Display every line in the records below that contains the string "woman"; letter case matters.

------------

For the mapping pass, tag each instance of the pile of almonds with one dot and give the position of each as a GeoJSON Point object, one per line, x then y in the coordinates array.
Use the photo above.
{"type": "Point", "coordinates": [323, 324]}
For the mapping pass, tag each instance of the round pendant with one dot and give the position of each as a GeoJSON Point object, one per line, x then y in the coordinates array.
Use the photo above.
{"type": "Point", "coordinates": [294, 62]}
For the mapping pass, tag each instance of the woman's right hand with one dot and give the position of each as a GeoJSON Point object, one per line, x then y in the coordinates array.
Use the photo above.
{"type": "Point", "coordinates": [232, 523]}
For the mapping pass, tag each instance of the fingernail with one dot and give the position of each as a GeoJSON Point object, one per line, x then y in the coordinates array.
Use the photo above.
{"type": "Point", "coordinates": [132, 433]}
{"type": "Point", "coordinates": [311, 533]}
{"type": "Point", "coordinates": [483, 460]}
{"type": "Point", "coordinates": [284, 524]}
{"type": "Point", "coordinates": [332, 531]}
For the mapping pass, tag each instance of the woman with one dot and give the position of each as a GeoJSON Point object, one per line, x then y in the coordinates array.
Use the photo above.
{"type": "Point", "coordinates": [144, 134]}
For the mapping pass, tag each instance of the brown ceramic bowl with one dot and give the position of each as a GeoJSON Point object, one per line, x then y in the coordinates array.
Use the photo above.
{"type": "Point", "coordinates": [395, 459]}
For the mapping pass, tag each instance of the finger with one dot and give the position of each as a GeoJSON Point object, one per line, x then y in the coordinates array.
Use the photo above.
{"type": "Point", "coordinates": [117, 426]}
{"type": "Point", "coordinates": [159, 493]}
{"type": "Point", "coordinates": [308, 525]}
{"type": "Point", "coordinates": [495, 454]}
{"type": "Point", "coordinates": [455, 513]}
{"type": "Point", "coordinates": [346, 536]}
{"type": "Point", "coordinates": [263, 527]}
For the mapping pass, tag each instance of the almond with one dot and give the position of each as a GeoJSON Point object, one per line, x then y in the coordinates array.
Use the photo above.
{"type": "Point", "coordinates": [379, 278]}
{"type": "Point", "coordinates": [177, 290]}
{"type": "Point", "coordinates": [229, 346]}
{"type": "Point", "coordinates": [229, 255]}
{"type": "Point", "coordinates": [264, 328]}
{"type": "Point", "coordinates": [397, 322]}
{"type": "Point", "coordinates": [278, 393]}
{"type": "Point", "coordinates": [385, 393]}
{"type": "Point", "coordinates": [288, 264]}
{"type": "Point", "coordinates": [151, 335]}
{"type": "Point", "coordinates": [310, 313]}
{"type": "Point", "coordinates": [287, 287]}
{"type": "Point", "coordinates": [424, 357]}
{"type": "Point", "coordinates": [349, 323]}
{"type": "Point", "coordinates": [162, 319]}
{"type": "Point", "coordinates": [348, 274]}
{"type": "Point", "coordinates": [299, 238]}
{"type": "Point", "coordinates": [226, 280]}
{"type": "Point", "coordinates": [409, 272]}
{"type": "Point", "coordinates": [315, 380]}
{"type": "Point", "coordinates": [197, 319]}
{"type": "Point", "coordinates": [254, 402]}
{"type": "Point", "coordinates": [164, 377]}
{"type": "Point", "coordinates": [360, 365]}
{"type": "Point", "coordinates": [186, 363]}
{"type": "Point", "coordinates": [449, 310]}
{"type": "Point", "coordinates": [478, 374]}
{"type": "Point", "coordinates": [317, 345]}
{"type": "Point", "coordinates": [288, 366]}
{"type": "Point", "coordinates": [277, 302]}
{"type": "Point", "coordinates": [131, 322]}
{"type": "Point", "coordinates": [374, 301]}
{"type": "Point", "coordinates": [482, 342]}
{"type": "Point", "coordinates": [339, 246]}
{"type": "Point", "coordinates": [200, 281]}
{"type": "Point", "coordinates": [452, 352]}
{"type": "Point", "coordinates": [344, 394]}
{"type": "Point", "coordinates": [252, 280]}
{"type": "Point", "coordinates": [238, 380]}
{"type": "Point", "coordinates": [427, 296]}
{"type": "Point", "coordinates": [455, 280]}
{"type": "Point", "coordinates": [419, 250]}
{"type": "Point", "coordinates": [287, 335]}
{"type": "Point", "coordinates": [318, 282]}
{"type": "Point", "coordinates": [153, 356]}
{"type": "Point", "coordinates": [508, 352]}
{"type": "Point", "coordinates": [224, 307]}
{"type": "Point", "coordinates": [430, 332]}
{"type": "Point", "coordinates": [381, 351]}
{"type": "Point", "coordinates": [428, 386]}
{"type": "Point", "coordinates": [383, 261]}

------------

* EXERCISE ANSWER:
For the mapping pass, tag each instance of the woman's right hand with one dot and give the position of each as a GeoJSON Point object, one per line, x then y in the coordinates array.
For the mapping pass, tag each instance of the woman with one dot and give the position of each as a GeoJSON Point object, one per line, x then y in the coordinates array.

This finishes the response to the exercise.